**WHAT IS NEEDED:** From the entries below, count the lines holding the word "form" and give nothing but the number.

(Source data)

________

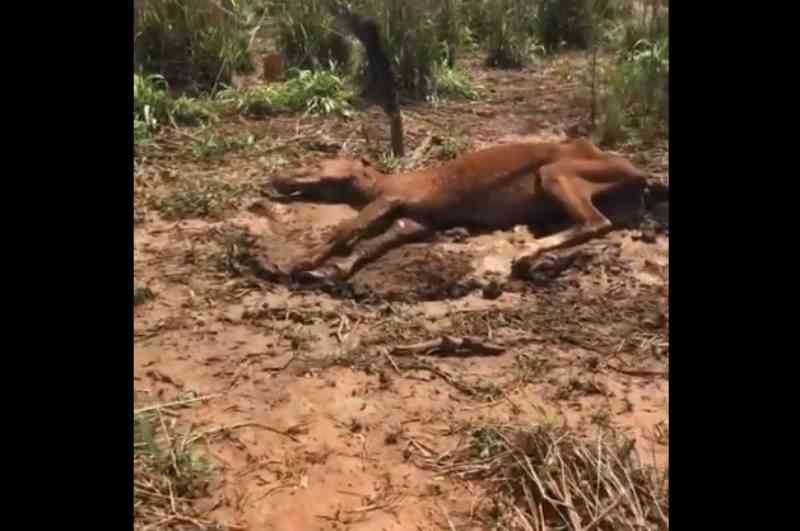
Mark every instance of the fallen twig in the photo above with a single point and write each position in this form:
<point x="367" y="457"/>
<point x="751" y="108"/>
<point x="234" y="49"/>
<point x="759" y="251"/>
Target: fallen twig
<point x="287" y="433"/>
<point x="637" y="372"/>
<point x="450" y="345"/>
<point x="173" y="404"/>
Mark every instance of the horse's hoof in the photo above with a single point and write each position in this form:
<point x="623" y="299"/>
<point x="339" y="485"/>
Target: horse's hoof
<point x="321" y="274"/>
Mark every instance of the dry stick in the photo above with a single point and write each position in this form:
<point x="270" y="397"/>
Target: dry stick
<point x="243" y="425"/>
<point x="450" y="344"/>
<point x="447" y="516"/>
<point x="637" y="372"/>
<point x="173" y="404"/>
<point x="392" y="362"/>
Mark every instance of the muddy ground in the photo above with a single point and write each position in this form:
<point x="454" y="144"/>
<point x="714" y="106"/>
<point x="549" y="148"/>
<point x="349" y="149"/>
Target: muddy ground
<point x="313" y="419"/>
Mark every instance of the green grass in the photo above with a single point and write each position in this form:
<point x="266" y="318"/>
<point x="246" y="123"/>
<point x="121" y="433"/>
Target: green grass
<point x="199" y="199"/>
<point x="194" y="44"/>
<point x="153" y="107"/>
<point x="167" y="474"/>
<point x="311" y="92"/>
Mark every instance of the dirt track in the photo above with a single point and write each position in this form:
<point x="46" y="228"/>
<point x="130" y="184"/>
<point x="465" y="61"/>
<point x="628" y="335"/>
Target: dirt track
<point x="326" y="423"/>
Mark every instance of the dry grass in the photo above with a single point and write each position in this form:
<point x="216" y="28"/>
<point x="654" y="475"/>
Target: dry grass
<point x="545" y="477"/>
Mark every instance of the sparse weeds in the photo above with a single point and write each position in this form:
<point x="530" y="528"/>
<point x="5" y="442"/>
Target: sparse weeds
<point x="199" y="199"/>
<point x="167" y="474"/>
<point x="453" y="145"/>
<point x="305" y="36"/>
<point x="154" y="107"/>
<point x="454" y="83"/>
<point x="417" y="37"/>
<point x="194" y="44"/>
<point x="509" y="33"/>
<point x="546" y="477"/>
<point x="213" y="147"/>
<point x="637" y="95"/>
<point x="313" y="92"/>
<point x="142" y="295"/>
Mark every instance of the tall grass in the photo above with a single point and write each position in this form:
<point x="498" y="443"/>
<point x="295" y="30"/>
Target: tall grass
<point x="508" y="30"/>
<point x="153" y="107"/>
<point x="306" y="37"/>
<point x="193" y="44"/>
<point x="638" y="80"/>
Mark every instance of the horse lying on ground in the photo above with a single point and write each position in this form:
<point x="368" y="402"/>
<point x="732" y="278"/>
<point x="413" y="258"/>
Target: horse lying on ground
<point x="494" y="188"/>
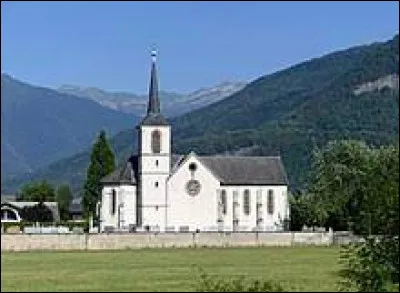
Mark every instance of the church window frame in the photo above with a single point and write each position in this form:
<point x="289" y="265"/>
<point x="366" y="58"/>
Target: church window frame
<point x="246" y="202"/>
<point x="270" y="202"/>
<point x="156" y="141"/>
<point x="113" y="201"/>
<point x="224" y="203"/>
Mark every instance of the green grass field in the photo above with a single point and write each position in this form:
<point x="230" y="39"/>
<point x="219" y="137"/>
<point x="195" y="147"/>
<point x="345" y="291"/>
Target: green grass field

________

**OUTPUT BELOW:** 12